**Your assignment:** Copy, word for word, the lines of the entries below between the one with "Mark the metal bracket." and the one with "Mark the flat", inclusive, and leave out everything else.

**Entries shown:**
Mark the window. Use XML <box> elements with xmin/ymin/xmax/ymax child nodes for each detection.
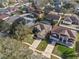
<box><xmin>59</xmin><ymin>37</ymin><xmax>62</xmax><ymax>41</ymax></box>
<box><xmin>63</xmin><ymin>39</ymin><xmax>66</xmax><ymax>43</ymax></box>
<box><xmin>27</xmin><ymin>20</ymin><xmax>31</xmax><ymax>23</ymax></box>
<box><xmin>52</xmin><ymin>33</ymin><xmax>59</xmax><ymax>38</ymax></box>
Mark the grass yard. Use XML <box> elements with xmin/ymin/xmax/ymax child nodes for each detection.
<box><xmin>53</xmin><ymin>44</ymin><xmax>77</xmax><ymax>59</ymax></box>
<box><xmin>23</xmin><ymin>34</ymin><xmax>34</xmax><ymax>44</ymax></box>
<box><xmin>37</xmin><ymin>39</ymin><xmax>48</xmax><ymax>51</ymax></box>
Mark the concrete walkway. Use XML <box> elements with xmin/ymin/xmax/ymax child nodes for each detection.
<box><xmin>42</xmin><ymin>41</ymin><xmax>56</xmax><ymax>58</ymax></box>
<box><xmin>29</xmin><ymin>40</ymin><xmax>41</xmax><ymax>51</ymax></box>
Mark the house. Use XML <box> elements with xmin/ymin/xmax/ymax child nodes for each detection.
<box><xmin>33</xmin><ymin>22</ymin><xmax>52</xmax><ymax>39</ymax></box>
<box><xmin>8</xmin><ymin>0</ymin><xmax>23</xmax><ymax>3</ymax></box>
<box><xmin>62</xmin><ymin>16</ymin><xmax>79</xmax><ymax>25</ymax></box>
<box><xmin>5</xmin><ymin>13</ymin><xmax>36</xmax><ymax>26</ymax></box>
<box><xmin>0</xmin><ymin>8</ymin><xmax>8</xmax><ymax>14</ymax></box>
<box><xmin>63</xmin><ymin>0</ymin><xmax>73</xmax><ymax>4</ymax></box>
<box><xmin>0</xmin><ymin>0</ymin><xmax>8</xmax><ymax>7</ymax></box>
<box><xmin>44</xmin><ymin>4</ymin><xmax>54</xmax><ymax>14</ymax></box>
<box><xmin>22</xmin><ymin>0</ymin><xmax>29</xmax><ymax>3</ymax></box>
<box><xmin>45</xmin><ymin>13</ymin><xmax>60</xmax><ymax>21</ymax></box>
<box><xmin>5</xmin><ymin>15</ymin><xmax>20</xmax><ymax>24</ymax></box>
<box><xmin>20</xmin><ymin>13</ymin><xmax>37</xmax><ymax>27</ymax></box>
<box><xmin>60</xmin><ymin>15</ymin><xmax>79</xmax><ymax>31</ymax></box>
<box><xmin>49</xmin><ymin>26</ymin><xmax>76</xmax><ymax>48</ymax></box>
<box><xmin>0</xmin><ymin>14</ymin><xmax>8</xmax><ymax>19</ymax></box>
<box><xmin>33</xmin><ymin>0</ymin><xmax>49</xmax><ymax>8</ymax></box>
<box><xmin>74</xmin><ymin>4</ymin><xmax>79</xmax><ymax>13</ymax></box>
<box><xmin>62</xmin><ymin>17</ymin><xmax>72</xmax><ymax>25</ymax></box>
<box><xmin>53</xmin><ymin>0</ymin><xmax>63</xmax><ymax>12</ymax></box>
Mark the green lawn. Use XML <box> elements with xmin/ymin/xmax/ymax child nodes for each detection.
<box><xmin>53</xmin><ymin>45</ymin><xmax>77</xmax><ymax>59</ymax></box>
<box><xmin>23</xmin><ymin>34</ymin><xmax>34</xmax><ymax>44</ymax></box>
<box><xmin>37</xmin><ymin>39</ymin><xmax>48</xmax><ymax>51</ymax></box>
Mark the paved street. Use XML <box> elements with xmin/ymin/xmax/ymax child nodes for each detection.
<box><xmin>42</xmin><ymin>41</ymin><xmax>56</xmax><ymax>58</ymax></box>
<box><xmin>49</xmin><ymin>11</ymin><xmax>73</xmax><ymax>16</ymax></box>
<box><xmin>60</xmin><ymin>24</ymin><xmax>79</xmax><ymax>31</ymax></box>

==

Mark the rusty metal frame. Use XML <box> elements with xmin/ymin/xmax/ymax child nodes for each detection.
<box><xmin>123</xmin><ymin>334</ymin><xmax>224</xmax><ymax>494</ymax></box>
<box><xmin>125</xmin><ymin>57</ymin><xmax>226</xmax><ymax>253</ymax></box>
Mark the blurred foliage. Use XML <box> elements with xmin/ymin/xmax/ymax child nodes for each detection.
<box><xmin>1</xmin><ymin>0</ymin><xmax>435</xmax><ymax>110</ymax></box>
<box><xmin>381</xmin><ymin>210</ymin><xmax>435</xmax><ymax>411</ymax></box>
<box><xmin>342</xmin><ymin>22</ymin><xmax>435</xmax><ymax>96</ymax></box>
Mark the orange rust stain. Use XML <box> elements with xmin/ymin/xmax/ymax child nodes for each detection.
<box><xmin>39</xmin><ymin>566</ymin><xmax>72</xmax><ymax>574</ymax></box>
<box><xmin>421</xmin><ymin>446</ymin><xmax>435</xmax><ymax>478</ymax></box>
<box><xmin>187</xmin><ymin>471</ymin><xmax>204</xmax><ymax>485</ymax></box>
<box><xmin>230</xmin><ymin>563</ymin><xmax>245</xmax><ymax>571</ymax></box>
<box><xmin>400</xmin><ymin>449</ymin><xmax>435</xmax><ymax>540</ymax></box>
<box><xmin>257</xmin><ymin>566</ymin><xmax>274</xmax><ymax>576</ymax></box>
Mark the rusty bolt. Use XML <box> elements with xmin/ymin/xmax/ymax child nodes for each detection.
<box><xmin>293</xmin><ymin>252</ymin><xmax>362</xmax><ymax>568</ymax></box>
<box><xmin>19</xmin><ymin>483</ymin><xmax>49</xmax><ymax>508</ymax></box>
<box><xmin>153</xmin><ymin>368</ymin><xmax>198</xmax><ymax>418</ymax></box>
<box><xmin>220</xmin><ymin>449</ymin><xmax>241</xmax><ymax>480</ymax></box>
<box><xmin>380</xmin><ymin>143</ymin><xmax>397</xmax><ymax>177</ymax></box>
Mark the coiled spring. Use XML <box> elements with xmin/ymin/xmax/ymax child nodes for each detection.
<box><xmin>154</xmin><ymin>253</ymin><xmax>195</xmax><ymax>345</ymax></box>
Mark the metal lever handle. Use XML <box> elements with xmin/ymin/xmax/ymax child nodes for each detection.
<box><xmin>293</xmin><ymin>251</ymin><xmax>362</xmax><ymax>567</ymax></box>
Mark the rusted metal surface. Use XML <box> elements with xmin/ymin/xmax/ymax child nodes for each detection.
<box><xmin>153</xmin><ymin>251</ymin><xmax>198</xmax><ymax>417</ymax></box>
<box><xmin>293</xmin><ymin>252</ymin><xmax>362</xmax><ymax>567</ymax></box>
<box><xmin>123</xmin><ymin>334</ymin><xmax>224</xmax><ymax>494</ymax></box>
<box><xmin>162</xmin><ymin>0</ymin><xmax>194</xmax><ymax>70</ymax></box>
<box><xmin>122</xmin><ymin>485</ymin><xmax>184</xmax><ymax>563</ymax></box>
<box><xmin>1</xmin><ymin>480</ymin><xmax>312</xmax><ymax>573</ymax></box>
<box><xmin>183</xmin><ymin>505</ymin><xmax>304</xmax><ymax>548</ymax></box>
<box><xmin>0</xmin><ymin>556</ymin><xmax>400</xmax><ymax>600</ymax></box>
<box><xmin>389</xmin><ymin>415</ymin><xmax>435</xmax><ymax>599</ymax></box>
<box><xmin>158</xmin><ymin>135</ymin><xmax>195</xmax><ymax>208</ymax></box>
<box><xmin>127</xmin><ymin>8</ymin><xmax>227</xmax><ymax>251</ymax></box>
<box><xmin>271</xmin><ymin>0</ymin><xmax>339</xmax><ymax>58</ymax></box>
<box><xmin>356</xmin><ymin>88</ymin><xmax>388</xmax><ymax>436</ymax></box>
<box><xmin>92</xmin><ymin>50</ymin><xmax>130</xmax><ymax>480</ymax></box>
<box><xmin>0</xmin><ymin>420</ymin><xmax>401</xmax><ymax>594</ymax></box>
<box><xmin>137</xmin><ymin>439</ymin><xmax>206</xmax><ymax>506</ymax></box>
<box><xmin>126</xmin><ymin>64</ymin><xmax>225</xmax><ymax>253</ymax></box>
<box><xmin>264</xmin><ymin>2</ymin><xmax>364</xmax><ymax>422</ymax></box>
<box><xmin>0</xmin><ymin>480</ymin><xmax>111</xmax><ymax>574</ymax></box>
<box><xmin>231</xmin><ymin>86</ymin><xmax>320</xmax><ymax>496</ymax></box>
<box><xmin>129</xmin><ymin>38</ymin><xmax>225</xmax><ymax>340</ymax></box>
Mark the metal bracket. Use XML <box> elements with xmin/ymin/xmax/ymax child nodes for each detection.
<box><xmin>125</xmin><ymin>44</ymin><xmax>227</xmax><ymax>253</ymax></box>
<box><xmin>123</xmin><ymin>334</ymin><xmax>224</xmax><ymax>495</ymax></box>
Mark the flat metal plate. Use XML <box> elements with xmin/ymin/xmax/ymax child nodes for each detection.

...

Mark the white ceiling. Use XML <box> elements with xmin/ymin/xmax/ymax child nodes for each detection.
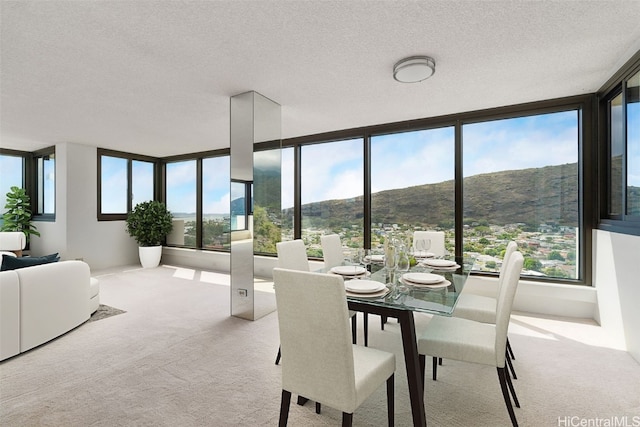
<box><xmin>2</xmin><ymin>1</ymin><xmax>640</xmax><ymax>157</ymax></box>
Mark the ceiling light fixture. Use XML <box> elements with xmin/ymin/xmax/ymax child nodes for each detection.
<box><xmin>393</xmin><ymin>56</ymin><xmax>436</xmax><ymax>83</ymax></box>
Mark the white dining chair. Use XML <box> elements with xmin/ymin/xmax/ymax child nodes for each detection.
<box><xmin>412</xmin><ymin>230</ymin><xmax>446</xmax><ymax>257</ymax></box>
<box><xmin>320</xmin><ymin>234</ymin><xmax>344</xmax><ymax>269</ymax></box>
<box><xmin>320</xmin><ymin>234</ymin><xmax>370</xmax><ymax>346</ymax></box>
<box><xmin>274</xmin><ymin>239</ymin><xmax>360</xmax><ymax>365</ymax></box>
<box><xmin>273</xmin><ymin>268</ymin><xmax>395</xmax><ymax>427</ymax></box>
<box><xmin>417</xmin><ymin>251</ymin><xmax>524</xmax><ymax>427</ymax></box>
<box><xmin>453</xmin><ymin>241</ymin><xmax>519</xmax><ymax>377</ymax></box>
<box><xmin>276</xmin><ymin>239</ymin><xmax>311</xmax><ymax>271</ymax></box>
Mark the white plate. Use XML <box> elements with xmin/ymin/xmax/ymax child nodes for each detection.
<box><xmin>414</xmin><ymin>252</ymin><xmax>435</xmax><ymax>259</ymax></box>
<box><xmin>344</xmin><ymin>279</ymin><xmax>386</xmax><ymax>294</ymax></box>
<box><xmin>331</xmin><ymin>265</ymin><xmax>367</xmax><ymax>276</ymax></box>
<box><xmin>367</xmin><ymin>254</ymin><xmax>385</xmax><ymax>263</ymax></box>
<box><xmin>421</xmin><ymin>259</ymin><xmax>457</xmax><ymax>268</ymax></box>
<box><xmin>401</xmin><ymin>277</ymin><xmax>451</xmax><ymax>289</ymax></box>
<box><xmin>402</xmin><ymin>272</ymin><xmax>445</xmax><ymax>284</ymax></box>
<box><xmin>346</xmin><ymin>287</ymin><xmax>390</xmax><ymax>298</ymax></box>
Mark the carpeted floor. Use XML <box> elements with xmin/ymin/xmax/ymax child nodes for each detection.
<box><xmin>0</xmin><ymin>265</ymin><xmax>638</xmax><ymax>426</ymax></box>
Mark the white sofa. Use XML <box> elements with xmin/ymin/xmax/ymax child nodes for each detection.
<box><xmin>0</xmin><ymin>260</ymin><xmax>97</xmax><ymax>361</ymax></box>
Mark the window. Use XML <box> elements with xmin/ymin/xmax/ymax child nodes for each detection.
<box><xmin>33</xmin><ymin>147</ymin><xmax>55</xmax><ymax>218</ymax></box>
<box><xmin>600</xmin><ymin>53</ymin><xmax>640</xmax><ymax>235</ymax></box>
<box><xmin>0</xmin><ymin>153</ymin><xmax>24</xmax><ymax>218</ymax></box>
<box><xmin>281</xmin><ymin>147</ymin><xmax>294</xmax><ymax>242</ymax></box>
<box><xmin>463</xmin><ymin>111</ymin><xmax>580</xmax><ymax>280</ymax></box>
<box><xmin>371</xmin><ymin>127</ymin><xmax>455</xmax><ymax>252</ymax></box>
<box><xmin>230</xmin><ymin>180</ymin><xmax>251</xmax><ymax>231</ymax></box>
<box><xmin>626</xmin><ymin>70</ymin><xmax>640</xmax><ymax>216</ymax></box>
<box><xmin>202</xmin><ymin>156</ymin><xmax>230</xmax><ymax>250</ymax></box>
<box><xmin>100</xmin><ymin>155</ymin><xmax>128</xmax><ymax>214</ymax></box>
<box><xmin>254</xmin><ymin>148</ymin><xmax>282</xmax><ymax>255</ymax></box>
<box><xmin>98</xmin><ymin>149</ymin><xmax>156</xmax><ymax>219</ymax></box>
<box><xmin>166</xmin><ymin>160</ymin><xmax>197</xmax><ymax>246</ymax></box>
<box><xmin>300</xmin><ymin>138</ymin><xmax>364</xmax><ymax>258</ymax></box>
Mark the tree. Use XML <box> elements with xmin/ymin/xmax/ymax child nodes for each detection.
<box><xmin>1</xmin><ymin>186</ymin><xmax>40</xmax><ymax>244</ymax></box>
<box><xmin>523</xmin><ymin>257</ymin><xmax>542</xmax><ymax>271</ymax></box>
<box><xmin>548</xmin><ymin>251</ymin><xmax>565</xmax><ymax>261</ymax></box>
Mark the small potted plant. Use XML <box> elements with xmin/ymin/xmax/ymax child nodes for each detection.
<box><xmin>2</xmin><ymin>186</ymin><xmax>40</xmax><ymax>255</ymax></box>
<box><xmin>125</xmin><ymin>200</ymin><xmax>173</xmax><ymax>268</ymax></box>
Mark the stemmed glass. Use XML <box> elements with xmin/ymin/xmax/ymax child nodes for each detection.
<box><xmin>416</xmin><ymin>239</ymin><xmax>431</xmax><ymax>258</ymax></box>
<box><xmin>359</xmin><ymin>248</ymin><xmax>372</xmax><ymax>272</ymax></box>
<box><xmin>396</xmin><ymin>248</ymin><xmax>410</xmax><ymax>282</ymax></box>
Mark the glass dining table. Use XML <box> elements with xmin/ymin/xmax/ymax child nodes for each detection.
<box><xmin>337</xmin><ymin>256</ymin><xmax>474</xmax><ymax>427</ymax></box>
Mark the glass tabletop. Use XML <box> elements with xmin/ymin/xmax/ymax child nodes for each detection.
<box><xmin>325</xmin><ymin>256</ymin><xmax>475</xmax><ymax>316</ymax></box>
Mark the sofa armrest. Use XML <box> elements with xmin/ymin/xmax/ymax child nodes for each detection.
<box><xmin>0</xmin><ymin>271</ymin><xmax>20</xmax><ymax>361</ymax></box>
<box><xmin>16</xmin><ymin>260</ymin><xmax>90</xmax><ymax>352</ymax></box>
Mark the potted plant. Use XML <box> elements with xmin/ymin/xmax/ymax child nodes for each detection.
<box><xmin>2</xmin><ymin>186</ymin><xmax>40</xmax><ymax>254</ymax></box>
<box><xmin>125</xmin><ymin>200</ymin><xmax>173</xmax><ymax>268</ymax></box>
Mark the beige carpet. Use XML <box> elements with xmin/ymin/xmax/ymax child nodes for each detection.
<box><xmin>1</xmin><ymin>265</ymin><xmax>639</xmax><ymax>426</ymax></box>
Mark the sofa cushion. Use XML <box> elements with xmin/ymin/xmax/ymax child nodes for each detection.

**Worked solution:**
Mark the metal bracket. Use XML <box> elements with xmin/ymin/xmax/ymax child nodes for each detection.
<box><xmin>125</xmin><ymin>44</ymin><xmax>227</xmax><ymax>253</ymax></box>
<box><xmin>123</xmin><ymin>334</ymin><xmax>224</xmax><ymax>495</ymax></box>
Mark the flat metal plate. Use XML <box> elements with xmin/ymin/xmax/ymax child nodes for each detection.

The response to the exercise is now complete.